SOURCE DOCUMENT ::
┄┄┄┄┄┄┄┄┄┄
Review Summary: Besides sounding as a highly exclusive album, “Blank Language” contains everything a modern rock record should contain
The easiest and most apparent conclusion that can be drawn when having to deal with a record released in 2013 by a Greek band is to blame every spark of rage and drama on the recession. Ruined Families however, directly defy any kind of easily accessible conclusions in their sophomore album "Blank Language" - even though their “Athens without answers” bloodcurdling, repeated line in song “208” could have been the central catchphrase of every single protester in their country.
To define “Blank Language's” place amongst the rest of the band's discography, it is crucial to look back at last year's eponymous 7'' and also, at the ever-deafening “Four Wall Freedom” debut of 2010. And you don't need to be seriously observative in order to spot, that the only stable feature in anything Ruined Families have ever released is the intellectuality: it's obvious in the song-writing, it remains obvious in the lyrics and it gets physical on the artwork. All the rest (the sound, the production, the style) is subject to the band's intentions at the time. And this time, Ruined Families took the story one too many steps further.
┄┄┄┄┄┄┄┄┄┄
JOB A :: Decide whether each statement below agrees with the album review, answering yes or no and quoting the deciding words of the review: (i) The review describes "Blank Language" as the band's debut album. (ii) The review identifies "Four Wall Freedom" as a debut released in 2010. (iii) The review says the band's sound and production have stayed the same across all of its releases.
JOB B :: Carry on the album review from the point where it stops.

RECORDED INFORMATION ::
┄┄┄┄┄┄┄┄┄┄
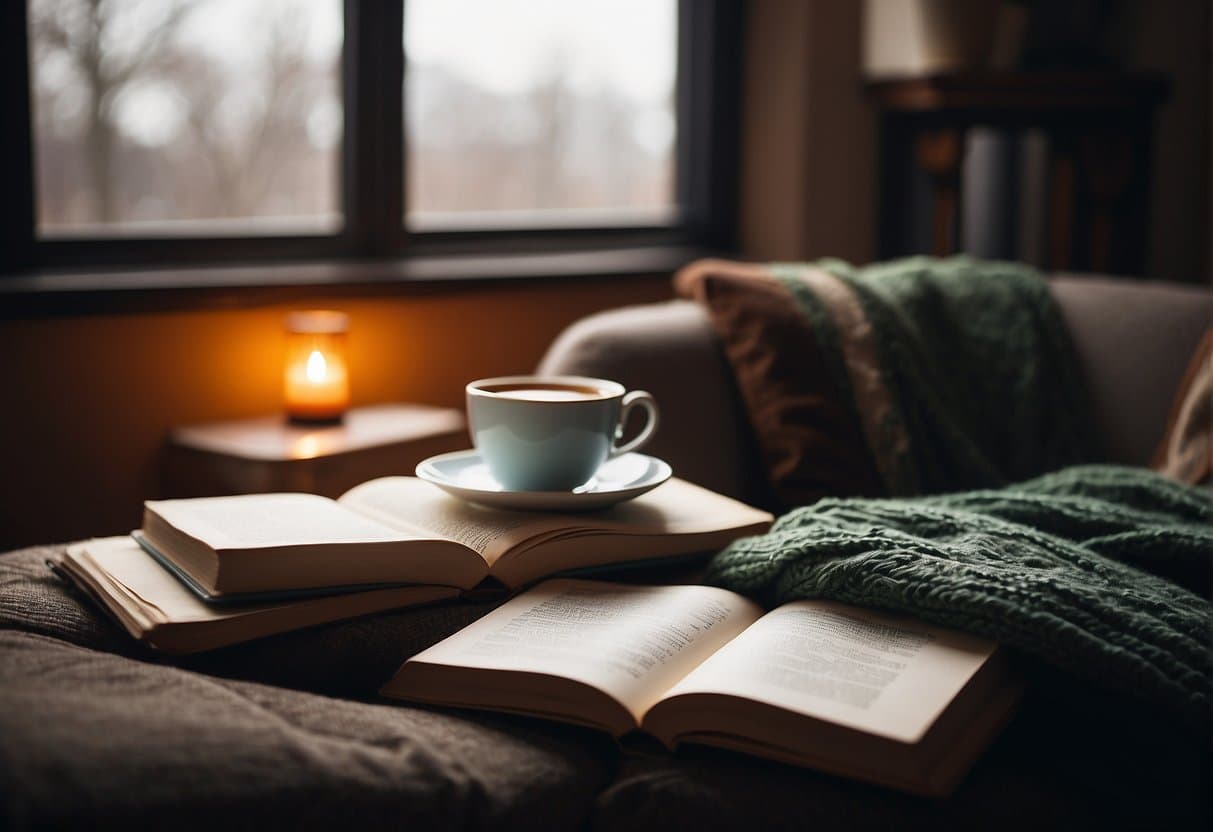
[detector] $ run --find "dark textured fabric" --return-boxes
[706,466,1213,726]
[0,631,610,831]
[593,691,1213,832]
┄┄┄┄┄┄┄┄┄┄
OUTPUT A ::
(i) No: "their sophomore album "Blank Language""
(ii) Yes: "the ever-deafening “Four Wall Freedom” debut of 2010"
(iii) No: "All the rest (the sound, the production, the style) is subject to the band's intentions at the time."

OUTPUT B ::
In fact, "Blank Language" works as a vicious cycle within every song: most songs can be split in two parts, which are both triggered mutually, in terms of fueling different musical elements. From the harsh opening of "Only Need Is Real" through the melodic concluding "Pedestal", Ruined Families don't settle for anything less than everything. They present here their own, newly broadened context which encompasses everything and revisits nothing: an ambiguous black-metal touch which accepts symbiosis with a declared devotion to hardcore-punk paradigms, while the heartfelt screamo kind is messing up, almost flagrantry, with the finest moments of the noisy shoegaze tradition. It's the mind-blowing continuity effect offered by the triangle of "To New Parents", "208" and "Easy Livin'" and the crazy-ass dauntlessness in "Human Fence" or "Books As Weapons" that comes to define "Blank Language" as a head-to-toe compact record.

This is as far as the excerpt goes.